SELECTION -
▼
An unstoppable creative instinct drives the painter Goran Horvat to ever new dimensions, in which the artist takes hold of cultural heritage, melts it into the vigor of his own imagination and grips new ways of expression – he has added, sculpting and furniture manufacturing to drawing and painting as if the creator is trying to fill all his life surroundings with his own vision.
Since the closeness of his famous father marked his childhood imagination and eruptive nature, which spread into the whirlpool and dreamlike fantasy forms, the artist focused on primal memories and autobiographically spread tiny buildings with the local church and the house, objects, animals and human figures from his own life experiences to the cosmic vastness, and then expanded his view of life and the existence of mankind since the beginning of time. The Bible particularly excited him with its mythical personalities and dramatic events, so his graphics and paintings are filled with its cosmology of expanse, and he imagined a series of monumental figures into which he breathed the spirit and pathos of mythical or prehistoric periods. It is no wonder that Horvat’s creativity constantly pulsates in dialogue with the known and unknown authors, the Renaissance and Baroque, but to this dialogue he brings his unmistakable drawing diction and gives it his distinctly own, personal seal; only in some biblical imagery the author relied more literally on Doré’s ideas, but he translated his compositions into his own artistic language, too.
Due to his orientation towards fiction, the artist was also excited about Bosch, Dalí and the emotional Chagall. So, in his early “autobiographical” works he put behind a round-table under Dalí’s Cross a crew with his father, Dali and himself. Horvat’s penetration into the depths of life events was also inspired by an insight into the bowels of Shakespeare’s plays – one of the results is, among other things, concentrated in the “As You Like It” cycle of etchings – he was particularly excited about Dante, especially with the motif of dogheads which astounded an art historian Emilijan Cevc. Thus, the painter, spontaneously embedded in cultural history and at the same time committed to living a creative phantasmagoria, rapidly developed into a highly unusual creative personality which penetrates from troubled modernity into the historic timelessness and stares into the eternal dynamics of life, which in its whirling, chaos, and constant cravings in contradictory human relationships represents solely interplay and turbulence, maltreatment and intoxication and hopeless search for the meaning. Therefore, constant restlessness is crucial for the artist and constant metamorphosis is the essence of his creativity. It is ruled by primal fantasy, dynamic expression and patterned saturation or basic ornamentation that dynamically coordinates his canvases.
▲
DATASET -
▼
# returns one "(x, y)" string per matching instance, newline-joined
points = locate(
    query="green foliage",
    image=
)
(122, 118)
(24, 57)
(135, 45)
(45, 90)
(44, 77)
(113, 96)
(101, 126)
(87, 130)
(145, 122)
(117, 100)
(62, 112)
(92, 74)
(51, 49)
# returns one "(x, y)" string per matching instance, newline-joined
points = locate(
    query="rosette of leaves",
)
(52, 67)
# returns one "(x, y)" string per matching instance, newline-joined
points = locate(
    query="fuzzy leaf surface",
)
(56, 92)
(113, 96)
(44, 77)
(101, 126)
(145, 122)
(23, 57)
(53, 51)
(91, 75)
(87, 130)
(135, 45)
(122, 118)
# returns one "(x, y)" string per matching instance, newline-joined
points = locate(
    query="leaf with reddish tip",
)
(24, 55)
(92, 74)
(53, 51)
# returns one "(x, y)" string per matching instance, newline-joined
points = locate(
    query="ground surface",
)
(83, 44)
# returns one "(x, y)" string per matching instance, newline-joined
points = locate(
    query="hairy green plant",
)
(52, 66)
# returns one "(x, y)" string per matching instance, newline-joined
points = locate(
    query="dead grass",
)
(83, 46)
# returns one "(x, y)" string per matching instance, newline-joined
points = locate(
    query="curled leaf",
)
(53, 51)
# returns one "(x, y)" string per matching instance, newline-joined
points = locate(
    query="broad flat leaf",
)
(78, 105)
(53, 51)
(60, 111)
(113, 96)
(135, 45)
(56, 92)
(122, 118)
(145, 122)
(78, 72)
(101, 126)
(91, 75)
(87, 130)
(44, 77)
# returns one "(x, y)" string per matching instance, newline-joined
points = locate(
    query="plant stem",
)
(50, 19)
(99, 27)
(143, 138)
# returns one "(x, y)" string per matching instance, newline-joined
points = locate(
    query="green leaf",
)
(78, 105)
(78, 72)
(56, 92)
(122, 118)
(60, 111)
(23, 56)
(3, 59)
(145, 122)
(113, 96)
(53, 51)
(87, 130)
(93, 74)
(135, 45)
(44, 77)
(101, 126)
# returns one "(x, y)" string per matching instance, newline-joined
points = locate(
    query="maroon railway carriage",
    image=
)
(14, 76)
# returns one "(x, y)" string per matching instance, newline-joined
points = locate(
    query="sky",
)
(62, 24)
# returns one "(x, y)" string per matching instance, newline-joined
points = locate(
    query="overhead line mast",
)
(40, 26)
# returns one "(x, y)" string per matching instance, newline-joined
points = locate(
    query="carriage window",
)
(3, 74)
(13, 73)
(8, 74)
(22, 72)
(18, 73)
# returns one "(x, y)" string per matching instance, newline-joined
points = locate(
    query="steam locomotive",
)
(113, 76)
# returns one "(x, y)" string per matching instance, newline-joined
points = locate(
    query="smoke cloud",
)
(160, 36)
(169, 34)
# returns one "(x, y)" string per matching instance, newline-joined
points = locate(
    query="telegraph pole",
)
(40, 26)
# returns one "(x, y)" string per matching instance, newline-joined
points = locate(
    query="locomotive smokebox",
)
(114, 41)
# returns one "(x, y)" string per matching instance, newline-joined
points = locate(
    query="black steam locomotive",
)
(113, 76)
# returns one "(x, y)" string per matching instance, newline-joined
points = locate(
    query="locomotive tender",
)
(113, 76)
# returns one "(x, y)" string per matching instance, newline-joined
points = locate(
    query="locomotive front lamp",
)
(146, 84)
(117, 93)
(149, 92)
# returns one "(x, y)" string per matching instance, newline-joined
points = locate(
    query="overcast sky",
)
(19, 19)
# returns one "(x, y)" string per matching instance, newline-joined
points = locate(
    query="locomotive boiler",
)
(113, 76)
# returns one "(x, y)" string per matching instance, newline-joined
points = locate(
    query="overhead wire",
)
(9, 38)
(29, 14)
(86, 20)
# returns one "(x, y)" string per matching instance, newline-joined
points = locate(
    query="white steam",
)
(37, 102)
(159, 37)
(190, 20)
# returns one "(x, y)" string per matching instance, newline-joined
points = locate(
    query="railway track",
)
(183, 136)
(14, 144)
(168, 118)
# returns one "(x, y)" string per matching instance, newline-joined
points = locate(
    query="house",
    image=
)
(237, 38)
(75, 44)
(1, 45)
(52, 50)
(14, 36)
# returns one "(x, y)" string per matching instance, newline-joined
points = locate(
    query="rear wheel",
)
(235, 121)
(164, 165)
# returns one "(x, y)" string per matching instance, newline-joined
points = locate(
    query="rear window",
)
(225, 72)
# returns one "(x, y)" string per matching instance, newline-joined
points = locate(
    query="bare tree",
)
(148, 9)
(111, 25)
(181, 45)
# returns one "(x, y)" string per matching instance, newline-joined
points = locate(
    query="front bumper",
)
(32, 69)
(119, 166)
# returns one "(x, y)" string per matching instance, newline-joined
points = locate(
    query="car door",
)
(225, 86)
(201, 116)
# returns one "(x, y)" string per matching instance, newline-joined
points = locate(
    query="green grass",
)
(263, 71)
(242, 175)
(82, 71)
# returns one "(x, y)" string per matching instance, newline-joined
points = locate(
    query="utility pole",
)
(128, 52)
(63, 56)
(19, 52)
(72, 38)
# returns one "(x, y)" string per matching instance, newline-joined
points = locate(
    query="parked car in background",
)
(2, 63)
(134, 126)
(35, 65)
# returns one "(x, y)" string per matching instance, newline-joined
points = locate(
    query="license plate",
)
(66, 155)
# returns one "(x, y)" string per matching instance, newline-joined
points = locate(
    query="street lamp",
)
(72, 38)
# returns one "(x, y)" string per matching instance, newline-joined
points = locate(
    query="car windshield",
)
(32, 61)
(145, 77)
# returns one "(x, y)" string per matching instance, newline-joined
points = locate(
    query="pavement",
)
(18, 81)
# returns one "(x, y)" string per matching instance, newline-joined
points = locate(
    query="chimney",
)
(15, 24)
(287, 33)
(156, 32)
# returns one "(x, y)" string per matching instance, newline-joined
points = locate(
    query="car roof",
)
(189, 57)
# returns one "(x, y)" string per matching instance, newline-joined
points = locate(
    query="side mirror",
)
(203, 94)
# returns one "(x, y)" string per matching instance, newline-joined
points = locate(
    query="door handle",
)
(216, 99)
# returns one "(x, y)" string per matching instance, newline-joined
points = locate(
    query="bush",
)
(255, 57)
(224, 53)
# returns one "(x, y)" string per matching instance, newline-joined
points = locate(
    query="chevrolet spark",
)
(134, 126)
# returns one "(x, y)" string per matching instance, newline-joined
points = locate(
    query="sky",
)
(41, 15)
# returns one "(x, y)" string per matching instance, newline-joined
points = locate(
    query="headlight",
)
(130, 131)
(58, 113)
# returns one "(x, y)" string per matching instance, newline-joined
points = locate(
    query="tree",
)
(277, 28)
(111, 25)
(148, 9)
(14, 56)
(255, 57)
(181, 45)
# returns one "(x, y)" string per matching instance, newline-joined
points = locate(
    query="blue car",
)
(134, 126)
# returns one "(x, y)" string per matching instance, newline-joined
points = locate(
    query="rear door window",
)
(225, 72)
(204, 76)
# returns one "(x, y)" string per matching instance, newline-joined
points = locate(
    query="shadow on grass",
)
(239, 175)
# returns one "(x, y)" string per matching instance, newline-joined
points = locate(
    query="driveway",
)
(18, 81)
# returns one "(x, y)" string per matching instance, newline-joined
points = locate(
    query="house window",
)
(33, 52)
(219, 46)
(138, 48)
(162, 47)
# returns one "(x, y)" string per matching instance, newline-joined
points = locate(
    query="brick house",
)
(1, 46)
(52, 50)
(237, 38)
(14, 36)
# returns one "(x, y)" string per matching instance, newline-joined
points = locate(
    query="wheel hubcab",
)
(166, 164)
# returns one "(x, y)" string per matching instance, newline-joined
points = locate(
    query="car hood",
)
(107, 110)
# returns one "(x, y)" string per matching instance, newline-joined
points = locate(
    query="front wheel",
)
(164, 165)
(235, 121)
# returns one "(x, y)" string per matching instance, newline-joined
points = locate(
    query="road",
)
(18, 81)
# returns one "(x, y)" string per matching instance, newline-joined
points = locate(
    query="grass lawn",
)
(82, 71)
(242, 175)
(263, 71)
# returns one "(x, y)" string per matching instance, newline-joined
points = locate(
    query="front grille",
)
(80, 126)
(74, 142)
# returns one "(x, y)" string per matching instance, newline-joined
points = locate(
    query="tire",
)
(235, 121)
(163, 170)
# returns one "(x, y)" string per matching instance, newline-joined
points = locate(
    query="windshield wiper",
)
▲
EXERCISES -
A) In the essay on Goran Horvat, which art historian was astounded by the motif of dogheads?
B) Rewrite the paragraph of the essay on Goran Horvat that begins "Since the closeness of his famous father" in a shorter form, keeping its main facts.
C) Reproduce word for word the passage of the essay on Goran Horvat from "An unstoppable creative" to "his own vision.".

ANSWERS -
A) Emilijan Cevc.

B) Shaped in childhood by the closeness of his famous father, Horvat focused on primal memories. He set tiny buildings such as the local church and the house, along with objects, animals and human figures from his own life, against cosmic vastness, then broadened his view to the existence of mankind since the beginning of time. The Bible's mythical personalities and dramatic events especially excited him. Its cosmology fills his graphics and paintings, and it inspired a series of monumental figures carrying the spirit of mythical or prehistoric periods. His work is in constant dialogue with known and unknown authors and with the Renaissance and Baroque, but it bears his own drawing diction and personal seal. Only in some biblical imagery did he rely more literally on Doré's ideas, and even there he translated the compositions into his own artistic language.

C)
An unstoppable creative instinct drives the painter Goran Horvat to ever new dimensions, in which the artist takes hold of cultural heritage, melts it into the vigor of his own imagination and grips new ways of expression – he has added, sculpting and furniture manufacturing to drawing and painting as if the creator is trying to fill all his life surroundings with his own vision.